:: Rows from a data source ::
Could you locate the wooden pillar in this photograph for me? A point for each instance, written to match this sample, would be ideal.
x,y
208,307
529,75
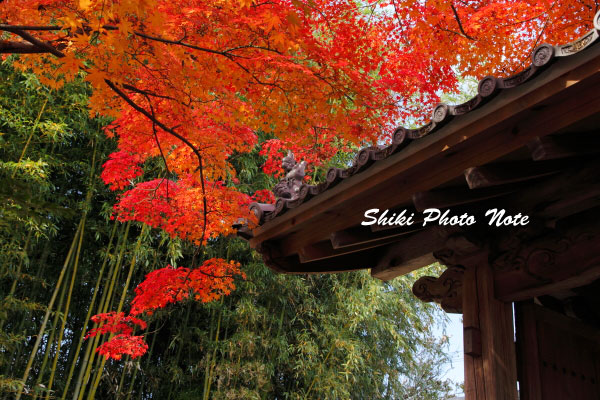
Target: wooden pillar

:: Exercise aim ::
Return each of the rows above word for word, omitting the pictures.

:: Exercise output ::
Could you locate the wooden pillar in this photograph for me? A point for each instance, written to match this sample, would be ideal.
x,y
208,307
529,75
Target: wooden pillar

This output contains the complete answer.